EXERCISE AIM: Up to and including the line with "point: older man", reproduce the listing below exactly, beginning at its first line.
### MATERIAL SHOWN ###
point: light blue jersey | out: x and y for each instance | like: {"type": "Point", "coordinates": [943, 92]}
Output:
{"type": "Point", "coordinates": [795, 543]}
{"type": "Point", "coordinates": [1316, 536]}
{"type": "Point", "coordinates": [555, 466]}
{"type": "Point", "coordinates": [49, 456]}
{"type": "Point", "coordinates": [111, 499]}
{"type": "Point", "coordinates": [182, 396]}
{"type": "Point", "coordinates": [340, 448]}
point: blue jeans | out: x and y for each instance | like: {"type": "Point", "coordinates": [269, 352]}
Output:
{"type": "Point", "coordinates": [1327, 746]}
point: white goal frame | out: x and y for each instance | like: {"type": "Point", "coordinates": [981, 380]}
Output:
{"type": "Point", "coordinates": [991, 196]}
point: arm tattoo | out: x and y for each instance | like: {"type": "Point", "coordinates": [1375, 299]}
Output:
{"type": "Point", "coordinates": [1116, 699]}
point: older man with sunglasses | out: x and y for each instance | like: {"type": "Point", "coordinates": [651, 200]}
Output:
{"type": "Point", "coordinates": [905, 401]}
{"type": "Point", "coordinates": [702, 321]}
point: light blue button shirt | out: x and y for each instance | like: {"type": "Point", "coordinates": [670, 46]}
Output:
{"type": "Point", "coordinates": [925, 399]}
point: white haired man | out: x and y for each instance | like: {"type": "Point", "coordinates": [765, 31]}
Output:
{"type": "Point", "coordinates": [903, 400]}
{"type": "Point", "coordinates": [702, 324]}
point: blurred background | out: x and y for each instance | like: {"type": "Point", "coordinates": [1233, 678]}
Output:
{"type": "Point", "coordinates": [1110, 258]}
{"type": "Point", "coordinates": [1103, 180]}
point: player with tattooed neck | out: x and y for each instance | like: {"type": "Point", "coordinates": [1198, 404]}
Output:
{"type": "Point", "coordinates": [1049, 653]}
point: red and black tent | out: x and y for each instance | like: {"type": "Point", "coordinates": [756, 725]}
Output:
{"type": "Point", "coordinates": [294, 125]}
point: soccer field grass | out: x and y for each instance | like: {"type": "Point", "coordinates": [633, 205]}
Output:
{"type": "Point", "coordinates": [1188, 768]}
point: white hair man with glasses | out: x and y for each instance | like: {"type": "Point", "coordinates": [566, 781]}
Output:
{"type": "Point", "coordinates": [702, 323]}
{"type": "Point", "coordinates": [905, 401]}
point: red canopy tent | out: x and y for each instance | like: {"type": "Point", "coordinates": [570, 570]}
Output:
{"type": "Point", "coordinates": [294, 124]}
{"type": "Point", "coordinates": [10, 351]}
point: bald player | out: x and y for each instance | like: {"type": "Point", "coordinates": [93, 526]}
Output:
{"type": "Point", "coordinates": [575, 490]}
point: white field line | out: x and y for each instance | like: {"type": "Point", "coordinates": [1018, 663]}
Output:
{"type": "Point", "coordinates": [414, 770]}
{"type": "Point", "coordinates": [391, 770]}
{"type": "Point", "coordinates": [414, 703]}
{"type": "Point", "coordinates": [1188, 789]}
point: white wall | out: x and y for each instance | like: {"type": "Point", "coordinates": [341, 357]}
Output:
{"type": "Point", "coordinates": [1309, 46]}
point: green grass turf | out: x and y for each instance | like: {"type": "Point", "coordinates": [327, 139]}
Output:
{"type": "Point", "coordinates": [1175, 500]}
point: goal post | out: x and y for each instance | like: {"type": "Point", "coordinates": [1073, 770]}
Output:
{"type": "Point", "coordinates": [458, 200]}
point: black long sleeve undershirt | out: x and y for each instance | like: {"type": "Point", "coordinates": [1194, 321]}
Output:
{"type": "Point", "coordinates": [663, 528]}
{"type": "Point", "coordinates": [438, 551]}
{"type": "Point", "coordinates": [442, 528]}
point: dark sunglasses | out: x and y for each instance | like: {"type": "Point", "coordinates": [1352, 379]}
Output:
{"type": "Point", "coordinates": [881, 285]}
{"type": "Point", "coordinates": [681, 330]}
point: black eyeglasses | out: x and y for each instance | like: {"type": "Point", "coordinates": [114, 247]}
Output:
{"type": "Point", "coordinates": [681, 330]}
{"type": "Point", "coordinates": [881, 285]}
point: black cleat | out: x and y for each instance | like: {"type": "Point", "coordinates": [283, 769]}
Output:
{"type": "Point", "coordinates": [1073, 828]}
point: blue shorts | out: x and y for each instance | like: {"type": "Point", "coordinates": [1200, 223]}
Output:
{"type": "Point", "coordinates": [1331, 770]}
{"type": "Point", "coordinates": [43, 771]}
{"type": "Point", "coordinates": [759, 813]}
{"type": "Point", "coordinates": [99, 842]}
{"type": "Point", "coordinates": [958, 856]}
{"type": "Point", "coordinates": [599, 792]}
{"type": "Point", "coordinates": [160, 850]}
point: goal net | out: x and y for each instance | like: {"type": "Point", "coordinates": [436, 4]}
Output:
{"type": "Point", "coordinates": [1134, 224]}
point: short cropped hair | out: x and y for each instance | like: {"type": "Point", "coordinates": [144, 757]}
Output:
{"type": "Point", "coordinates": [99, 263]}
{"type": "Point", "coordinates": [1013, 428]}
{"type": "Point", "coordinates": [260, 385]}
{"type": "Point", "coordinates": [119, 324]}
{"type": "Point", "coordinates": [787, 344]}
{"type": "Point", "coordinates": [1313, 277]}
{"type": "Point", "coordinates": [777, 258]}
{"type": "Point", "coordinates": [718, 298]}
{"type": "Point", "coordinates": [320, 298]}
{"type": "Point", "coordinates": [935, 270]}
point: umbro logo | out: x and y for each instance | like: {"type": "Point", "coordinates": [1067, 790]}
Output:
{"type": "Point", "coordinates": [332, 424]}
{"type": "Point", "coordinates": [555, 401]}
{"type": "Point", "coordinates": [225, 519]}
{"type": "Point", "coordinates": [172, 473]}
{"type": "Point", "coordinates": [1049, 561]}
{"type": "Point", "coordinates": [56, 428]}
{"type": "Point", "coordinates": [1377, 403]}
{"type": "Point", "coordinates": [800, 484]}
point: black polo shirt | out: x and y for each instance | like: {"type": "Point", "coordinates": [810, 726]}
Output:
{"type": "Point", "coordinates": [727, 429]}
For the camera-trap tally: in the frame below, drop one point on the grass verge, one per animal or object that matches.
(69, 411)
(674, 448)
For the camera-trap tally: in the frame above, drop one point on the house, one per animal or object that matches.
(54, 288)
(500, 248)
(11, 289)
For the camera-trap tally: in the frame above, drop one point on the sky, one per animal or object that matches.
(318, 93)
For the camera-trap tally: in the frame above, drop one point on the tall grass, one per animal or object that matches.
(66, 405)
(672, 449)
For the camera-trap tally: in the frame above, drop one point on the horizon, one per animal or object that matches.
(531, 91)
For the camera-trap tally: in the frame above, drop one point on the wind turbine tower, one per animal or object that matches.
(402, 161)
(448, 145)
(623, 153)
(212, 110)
###
SOLUTION TO THIS PROBLEM:
point: light blue jersey | out: x and y for each instance | like: {"type": "Point", "coordinates": [943, 92]}
Output:
{"type": "Point", "coordinates": [795, 543]}
{"type": "Point", "coordinates": [1316, 536]}
{"type": "Point", "coordinates": [555, 466]}
{"type": "Point", "coordinates": [49, 456]}
{"type": "Point", "coordinates": [111, 499]}
{"type": "Point", "coordinates": [182, 396]}
{"type": "Point", "coordinates": [340, 448]}
point: blue jeans | out: x and y for each instance | like: {"type": "Point", "coordinates": [269, 352]}
Output:
{"type": "Point", "coordinates": [1327, 746]}
point: white goal frame | out: x and y for each instance | like: {"type": "Point", "coordinates": [981, 380]}
Output:
{"type": "Point", "coordinates": [991, 196]}
point: arm tattoo | out: x and y for each instance | like: {"type": "Point", "coordinates": [1375, 299]}
Output:
{"type": "Point", "coordinates": [1116, 699]}
point: older man with sunglasses | out: x and y for each instance | like: {"type": "Point", "coordinates": [651, 200]}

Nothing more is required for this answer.